(Dataset rows showing where objects appear)
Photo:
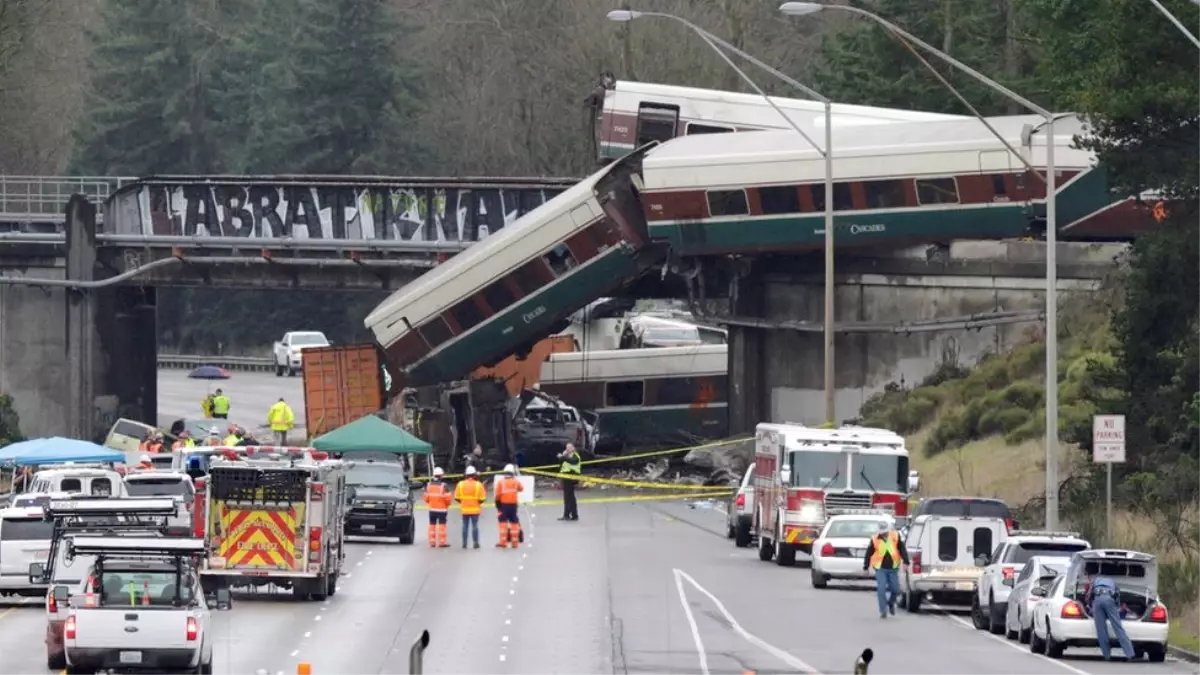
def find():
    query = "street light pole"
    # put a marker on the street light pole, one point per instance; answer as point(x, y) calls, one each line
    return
point(1051, 292)
point(1177, 23)
point(718, 45)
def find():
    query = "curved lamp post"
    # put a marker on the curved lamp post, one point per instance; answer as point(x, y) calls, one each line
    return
point(1051, 396)
point(717, 43)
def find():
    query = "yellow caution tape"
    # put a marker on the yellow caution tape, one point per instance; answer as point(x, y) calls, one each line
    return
point(639, 484)
point(705, 495)
point(603, 460)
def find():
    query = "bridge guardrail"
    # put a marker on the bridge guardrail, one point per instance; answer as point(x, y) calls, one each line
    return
point(187, 362)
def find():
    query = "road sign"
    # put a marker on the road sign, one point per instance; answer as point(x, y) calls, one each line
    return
point(1108, 438)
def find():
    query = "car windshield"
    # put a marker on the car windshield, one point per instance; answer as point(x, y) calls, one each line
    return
point(1021, 553)
point(817, 469)
point(156, 488)
point(309, 340)
point(853, 529)
point(887, 473)
point(378, 476)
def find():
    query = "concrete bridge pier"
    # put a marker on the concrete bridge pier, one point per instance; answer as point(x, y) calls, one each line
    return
point(75, 353)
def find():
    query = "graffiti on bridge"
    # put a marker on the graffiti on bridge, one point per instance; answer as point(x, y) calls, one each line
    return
point(383, 213)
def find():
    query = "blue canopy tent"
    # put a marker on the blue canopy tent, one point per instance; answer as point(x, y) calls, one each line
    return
point(57, 451)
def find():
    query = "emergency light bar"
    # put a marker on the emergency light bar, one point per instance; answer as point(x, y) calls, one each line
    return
point(1041, 533)
point(137, 545)
point(112, 507)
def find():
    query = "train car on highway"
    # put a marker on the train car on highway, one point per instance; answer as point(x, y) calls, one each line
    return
point(519, 285)
point(646, 396)
point(275, 517)
point(804, 475)
point(894, 184)
point(630, 114)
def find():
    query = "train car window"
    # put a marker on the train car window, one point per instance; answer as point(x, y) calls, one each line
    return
point(727, 203)
point(936, 191)
point(631, 393)
point(435, 332)
point(559, 260)
point(883, 193)
point(657, 121)
point(467, 314)
point(780, 199)
point(843, 198)
point(694, 129)
point(528, 278)
point(498, 297)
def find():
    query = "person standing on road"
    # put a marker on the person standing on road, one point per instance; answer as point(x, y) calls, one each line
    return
point(1103, 599)
point(220, 405)
point(508, 490)
point(886, 555)
point(469, 493)
point(573, 465)
point(281, 419)
point(438, 497)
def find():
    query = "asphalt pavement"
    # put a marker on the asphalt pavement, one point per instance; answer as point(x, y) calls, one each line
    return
point(633, 589)
point(251, 394)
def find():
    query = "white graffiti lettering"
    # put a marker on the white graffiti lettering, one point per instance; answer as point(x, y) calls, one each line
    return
point(385, 211)
point(867, 228)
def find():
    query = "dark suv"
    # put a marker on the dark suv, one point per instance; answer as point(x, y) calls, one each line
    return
point(966, 507)
point(381, 500)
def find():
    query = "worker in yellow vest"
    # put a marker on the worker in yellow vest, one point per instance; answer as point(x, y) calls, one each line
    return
point(220, 405)
point(886, 556)
point(282, 419)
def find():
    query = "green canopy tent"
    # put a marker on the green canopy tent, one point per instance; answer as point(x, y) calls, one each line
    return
point(371, 435)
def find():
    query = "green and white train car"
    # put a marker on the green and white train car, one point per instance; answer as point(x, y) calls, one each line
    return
point(649, 396)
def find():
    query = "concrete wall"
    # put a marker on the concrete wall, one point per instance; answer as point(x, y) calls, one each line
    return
point(778, 374)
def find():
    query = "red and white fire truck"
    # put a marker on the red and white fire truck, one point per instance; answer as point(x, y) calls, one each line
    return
point(804, 475)
point(275, 517)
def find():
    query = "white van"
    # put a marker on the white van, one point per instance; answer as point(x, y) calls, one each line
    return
point(93, 481)
point(942, 553)
point(24, 538)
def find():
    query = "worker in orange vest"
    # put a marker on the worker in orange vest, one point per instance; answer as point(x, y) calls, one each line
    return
point(508, 490)
point(438, 497)
point(469, 493)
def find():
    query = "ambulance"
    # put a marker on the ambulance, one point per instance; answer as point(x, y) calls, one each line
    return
point(803, 475)
point(274, 517)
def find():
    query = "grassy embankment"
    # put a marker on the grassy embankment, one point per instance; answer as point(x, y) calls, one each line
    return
point(979, 431)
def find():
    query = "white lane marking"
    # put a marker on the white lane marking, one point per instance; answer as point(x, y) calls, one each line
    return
point(1005, 641)
point(691, 623)
point(737, 627)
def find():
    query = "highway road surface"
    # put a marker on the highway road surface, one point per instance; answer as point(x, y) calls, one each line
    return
point(251, 394)
point(633, 589)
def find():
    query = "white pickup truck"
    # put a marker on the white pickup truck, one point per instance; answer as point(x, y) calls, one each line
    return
point(142, 609)
point(287, 351)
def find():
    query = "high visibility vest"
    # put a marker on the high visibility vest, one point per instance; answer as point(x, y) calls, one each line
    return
point(438, 496)
point(507, 490)
point(571, 464)
point(883, 548)
point(469, 494)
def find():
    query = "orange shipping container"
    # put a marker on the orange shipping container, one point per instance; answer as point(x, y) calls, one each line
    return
point(341, 384)
point(521, 374)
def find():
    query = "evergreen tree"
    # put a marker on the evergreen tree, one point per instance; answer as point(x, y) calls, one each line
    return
point(149, 109)
point(865, 64)
point(349, 96)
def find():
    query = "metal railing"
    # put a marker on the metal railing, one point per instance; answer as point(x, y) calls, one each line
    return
point(45, 197)
point(187, 362)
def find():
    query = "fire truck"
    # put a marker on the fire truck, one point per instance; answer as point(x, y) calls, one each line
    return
point(273, 517)
point(804, 475)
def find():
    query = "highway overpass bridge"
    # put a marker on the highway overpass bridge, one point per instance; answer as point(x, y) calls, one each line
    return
point(78, 292)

§ Aim of the exercise
Reproduce all of the records above word for word, but leave out the pictures.

§ Exercise solution
Photo:
def find():
    query = "street light pole"
    # put a marker on the street light pole, one point per instance; answer as point(x, y) calls, one each line
    return
point(1051, 292)
point(1177, 23)
point(718, 45)
def find():
    query = "curved lamp post"
    # put a marker on the curved lamp post, one point per instance; answer as point(x, y) calls, one each line
    return
point(1051, 396)
point(717, 43)
def find():
    query = "yellow caution tape"
    # put a marker on the yellow caution tape, one point per instance; answer as point(x, y) calls, one each line
    return
point(639, 484)
point(705, 495)
point(603, 460)
def find():
    query = "bridge guardrail"
    # put a marker on the bridge guardrail, one point per instance; answer as point(x, y) calls, one each line
    return
point(187, 362)
def find():
    query = "road sign"
    # put a marker on the road sign, one point per instance; answer as point(x, y) calls, one each line
    return
point(1108, 438)
def find():
    query = "car windshield"
    # put a marker on the car windshield, one point per instance; answer as point(x, y) calls, one each line
    return
point(1021, 553)
point(817, 469)
point(156, 488)
point(309, 340)
point(853, 529)
point(887, 473)
point(378, 476)
def find():
    query = "concrete bridge pier"
    # put a marker on the concrete bridge pier, one point per instance; answer as point(x, y) calls, one each line
    return
point(75, 353)
def find():
    query = "graffiti on bridge"
    # put a marker on the graffiti on bridge, one point per instance; answer as point(x, y) calls, one each line
    return
point(383, 213)
def find():
    query = "blue canopy tent"
    # put a marker on the blue canopy tent, one point per instance; answer as point(x, y) calls, one each line
    return
point(57, 451)
def find():
    query = "emergency light bar"
    # put a marker on the emergency light bar, one point per instance; answer as point(x, y) calls, one each line
    return
point(1041, 533)
point(137, 545)
point(112, 507)
def find():
    query = "train car on highway"
    # put a marker on the train car on highway, one point per instance; answer as point(x, y) calls, one each line
    return
point(519, 285)
point(646, 396)
point(275, 517)
point(804, 475)
point(894, 184)
point(630, 114)
def find():
    query = "train car window"
    # put a marker on the train car window, one point per instance; answer as point(x, y) calls, one each line
    return
point(727, 203)
point(936, 191)
point(631, 393)
point(435, 332)
point(559, 260)
point(883, 193)
point(657, 121)
point(467, 314)
point(780, 199)
point(843, 198)
point(694, 129)
point(528, 278)
point(498, 297)
def find():
    query = "person standing on road"
    # put a marker on the person standing on road, one point per instance; answer as point(x, y) calls, one each line
    return
point(1103, 599)
point(220, 405)
point(508, 490)
point(886, 555)
point(469, 493)
point(573, 465)
point(281, 419)
point(438, 497)
def find():
    query = "asphalt pavement"
    # put a marker on the asphalt pavement, one point per instance; answer as point(x, y) calls, one each line
    return
point(633, 589)
point(251, 394)
def find():
    query = "white graffiti lettering"
    # put a marker on the white graffiti lettering, one point per instance; answer as point(x, y) calls, one each line
    return
point(385, 211)
point(867, 228)
def find():
    query = "dark suv"
    # put a marker on the dark suv, one point per instance; answer as point(x, y) calls, one each line
    return
point(966, 507)
point(381, 500)
def find():
    query = "worker in yellow vest"
    # put a marker on the worker in yellow vest, one point per instance; answer as point(x, y) calls, one each line
    return
point(220, 405)
point(886, 556)
point(282, 419)
def find():
    query = "green canopy tent"
    # put a marker on the green canopy tent, one point per instance; answer as point(x, y) calls, one each line
    return
point(371, 435)
def find():
    query = "green and white train car"
    # put a marker on the green and white train car, one point per instance; answer as point(x, y) calls, one each line
    return
point(649, 396)
def find():
    query = "concrete wall"
    # put a marker on the concrete wall, one point per instance; answer as point(x, y) calls, one each line
    return
point(778, 374)
def find():
    query = "red and white fire truck"
    # put a marker on the red and white fire truck, one point per instance; answer as point(x, y) calls, one each line
    return
point(804, 475)
point(275, 517)
def find():
    query = "white van"
    # put a marker on the white van, one point per instance; answer as point(x, y) calls, one each line
    return
point(93, 481)
point(942, 553)
point(24, 538)
def find():
    query = "worker in orange vest"
    # put a marker on the worker in orange vest, one point per instance; answer as point(x, y) calls, one each line
    return
point(508, 490)
point(438, 497)
point(469, 493)
def find():
    query = "ambulance"
    # put a marker on the ambulance, one point per instance; answer as point(x, y) calls, one each line
    return
point(803, 475)
point(274, 517)
def find():
    query = "grassy embankment"
    # put a marker on the grassy embankment, one point per instance; answer as point(x, y) calls, one each line
    return
point(979, 431)
def find():
    query = "white lane marking"
    # put a marker on the white lane marking, one point per instance; answer as point(x, y) calls, one each line
    return
point(1005, 641)
point(691, 623)
point(737, 627)
def find():
    query = "highway road surface"
    # put a marker on the highway road surface, one point per instance; answer as point(x, y) calls, one each line
    return
point(251, 394)
point(633, 589)
def find():
    query = "white pickup truck"
    # put a marker on the white pickup truck, one point per instance; answer as point(x, y) calls, one each line
    return
point(142, 609)
point(287, 351)
def find():
    query = "high visibility vest"
    # put a marker on the high visibility vest, one point per instance; answer as point(x, y) calls, one each line
    return
point(438, 496)
point(507, 490)
point(571, 464)
point(883, 548)
point(469, 494)
def find():
    query = "orange shipping container"
    # put a marker on the orange shipping container, one point per instance; answer as point(x, y) calls, one each line
    return
point(341, 384)
point(521, 374)
def find():
    query = "evergreen tree"
    # put a marker on the evergreen tree, one point per instance; answer as point(x, y) calls, one each line
    return
point(149, 109)
point(865, 64)
point(349, 96)
def find():
    query = "metal railing"
    # put a marker on the metal railing, one point per instance; answer as point(x, y) calls, one each line
    return
point(45, 197)
point(187, 362)
def find():
    query = "fire truck"
    # put a marker on the fire truck, one point per instance; answer as point(x, y) calls, one each line
    return
point(273, 517)
point(804, 475)
def find():
    query = "highway overpass bridge"
    # put a marker on the highway overpass bridge, one point per instance; answer as point(x, y) calls, one each line
    return
point(78, 292)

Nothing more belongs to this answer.